>> Start SUPPLIED INFORMATION
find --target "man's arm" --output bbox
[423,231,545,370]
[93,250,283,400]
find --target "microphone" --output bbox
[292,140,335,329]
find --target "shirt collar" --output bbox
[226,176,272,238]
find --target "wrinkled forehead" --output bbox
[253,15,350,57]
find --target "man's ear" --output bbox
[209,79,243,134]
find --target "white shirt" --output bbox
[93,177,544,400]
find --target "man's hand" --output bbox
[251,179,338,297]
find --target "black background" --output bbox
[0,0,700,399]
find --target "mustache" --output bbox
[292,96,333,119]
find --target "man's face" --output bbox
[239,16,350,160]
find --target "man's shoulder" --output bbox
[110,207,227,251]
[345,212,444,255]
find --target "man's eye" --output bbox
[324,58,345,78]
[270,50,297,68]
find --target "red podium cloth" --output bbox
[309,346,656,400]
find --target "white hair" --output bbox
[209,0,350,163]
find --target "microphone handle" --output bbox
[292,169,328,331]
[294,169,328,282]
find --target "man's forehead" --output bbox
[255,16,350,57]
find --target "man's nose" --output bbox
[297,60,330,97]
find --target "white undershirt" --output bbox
>> End SUPPLIED INFORMATION
◆ **WRITTEN TASK**:
Retype the records that precede this task, keeping them exactly the same.

◆ **TASK ANSWER**:
find --target "man's arm" --output bbox
[423,231,545,370]
[93,250,283,400]
find --target "microphone" --output bbox
[292,140,335,329]
find --target "shirt collar" --output bbox
[226,176,272,238]
find --target "wrinkled forehead" --output bbox
[253,15,350,57]
find --target "man's ear" --output bbox
[209,79,243,134]
find --target "white shirt" --output bbox
[93,177,544,400]
find --target "man's hand" --output bbox
[251,179,338,297]
find --target "black background" --output bbox
[0,0,700,399]
find --target "mustache" --output bbox
[292,96,333,119]
find --target "man's face" --output bbox
[239,16,350,160]
find --target "man's shoulder" --output bbox
[110,207,227,251]
[345,212,444,255]
find --target "man's eye" --output bbox
[324,58,345,78]
[270,50,297,68]
find --target "red podium cloth" --output bbox
[309,346,656,400]
find --target "white hair" --output bbox
[209,0,350,163]
find --target "microphone handle" --output bbox
[292,169,328,331]
[294,169,328,282]
find --target "man's forehead" --output bbox
[255,16,350,57]
find --target "man's nose" --output bbox
[297,60,330,97]
find --target "white undershirt" --output bbox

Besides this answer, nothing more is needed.